◆ Written instruction:
Reproduce the passage of the text on the business judgment rule between "Under Pennsylvania law, which" and "after reasonable investigation.", inclusive.

◆ Document:
/---

Under Pennsylvania law, which is especially deferential towards directors in the merger context, adherence to the business judgment standard is presumed so long as a majority of the disinterested directors approve the merger unless the disinterested directors did not assent to such act in good faith after reasonable investigation.
The Court found that the complaint sufficiently alleged that the directors failed to conduct a reasonable investigation into whether the transaction as whole (including the additional debt burden and the carve-out transaction) would render the company insolvent. The complaint alleged that the directors had excluded from their approval the two steps in the multi-step transaction that rendered RemainCo insolvent, even after Sycamore substantially increased the debt burden and decreased its equity contribution. The Court concluded that the business judgment rule did not apply because the rule, even under the deferential merger standard, only protects decisions undertaken after reasonable investigation and the complaint alleged there was no investigation (reasonable or otherwise).

\---

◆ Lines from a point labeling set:
/---

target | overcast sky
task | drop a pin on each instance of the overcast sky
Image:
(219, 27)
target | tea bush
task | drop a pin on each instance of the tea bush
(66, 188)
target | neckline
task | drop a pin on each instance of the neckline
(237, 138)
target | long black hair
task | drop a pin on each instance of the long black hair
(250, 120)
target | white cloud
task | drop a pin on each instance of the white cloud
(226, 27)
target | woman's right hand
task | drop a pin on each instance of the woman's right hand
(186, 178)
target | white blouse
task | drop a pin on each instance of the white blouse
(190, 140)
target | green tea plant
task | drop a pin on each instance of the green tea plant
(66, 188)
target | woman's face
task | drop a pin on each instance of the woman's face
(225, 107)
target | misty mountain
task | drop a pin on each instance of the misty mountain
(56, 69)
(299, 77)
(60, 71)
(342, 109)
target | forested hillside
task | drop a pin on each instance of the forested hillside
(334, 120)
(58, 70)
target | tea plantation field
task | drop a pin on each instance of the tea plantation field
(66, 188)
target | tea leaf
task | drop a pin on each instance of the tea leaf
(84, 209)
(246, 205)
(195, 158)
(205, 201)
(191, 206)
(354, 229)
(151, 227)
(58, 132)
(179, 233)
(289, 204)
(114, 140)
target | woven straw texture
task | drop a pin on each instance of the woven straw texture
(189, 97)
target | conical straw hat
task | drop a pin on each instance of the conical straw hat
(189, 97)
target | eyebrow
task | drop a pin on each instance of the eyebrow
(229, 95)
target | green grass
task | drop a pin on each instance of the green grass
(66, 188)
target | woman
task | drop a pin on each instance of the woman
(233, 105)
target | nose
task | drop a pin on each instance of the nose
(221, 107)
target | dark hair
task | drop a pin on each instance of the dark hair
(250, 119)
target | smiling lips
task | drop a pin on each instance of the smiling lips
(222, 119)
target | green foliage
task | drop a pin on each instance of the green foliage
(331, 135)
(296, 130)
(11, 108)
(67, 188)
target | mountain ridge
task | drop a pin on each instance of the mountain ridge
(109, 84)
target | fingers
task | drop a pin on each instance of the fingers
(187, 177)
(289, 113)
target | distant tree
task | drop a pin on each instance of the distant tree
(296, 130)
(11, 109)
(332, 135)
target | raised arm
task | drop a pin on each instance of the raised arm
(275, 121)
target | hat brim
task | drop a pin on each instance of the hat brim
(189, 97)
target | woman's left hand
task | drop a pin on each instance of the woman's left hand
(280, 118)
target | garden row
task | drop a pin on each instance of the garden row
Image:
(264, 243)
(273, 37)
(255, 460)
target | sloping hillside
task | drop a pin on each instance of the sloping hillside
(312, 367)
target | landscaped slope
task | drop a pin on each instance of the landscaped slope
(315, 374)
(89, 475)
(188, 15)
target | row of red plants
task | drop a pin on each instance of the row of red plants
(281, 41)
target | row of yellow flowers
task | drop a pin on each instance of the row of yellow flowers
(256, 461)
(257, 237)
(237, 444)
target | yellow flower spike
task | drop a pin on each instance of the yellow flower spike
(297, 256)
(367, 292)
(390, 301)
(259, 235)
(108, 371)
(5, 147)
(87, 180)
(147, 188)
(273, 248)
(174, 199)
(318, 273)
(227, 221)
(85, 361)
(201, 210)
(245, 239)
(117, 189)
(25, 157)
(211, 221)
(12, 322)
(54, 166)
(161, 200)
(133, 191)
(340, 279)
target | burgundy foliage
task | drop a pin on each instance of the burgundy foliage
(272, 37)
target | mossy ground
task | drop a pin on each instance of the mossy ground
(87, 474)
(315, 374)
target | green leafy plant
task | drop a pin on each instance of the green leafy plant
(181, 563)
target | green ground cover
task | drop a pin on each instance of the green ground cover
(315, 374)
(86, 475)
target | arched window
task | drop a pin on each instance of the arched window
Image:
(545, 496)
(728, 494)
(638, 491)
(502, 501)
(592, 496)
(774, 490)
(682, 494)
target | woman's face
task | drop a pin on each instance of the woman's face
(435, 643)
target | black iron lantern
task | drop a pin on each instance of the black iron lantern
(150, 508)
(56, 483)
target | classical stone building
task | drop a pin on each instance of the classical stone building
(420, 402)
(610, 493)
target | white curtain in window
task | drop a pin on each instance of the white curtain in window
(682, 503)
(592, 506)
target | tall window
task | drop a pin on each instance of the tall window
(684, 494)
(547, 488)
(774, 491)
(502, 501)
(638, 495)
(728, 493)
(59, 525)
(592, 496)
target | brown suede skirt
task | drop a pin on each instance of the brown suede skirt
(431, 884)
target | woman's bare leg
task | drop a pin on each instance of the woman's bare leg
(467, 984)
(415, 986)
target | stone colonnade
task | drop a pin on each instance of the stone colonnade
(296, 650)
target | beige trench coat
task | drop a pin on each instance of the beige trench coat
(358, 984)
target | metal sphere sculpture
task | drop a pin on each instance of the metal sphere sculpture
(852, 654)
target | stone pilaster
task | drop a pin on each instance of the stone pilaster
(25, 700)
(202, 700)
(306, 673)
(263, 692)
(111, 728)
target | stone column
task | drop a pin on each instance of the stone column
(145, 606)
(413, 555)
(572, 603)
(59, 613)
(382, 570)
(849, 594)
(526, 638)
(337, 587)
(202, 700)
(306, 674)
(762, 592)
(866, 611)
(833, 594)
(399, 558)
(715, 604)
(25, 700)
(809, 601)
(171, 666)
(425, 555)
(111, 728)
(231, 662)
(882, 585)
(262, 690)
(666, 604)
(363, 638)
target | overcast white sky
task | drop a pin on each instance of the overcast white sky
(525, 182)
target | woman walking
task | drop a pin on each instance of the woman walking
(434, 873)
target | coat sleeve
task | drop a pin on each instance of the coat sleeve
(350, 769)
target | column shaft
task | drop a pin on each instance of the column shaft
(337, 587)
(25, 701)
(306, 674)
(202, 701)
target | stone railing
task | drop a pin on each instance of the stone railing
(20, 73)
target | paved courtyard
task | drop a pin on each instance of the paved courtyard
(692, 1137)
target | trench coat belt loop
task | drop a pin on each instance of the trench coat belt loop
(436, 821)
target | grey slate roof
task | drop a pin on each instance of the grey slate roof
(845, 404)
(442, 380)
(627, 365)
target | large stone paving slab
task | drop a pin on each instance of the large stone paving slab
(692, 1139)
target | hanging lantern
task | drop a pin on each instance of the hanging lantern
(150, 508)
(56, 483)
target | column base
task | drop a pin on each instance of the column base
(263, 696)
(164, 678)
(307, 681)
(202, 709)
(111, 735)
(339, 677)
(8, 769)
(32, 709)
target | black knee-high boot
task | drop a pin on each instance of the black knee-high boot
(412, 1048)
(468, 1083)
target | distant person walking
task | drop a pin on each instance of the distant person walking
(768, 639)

\---

◆ The reply:
Under Pennsylvania law, which is especially deferential towards directors in the merger context, adherence to the business judgment standard is presumed so long as a majority of the disinterested directors approve the merger unless the disinterested directors did not assent to such act in good faith after reasonable investigation.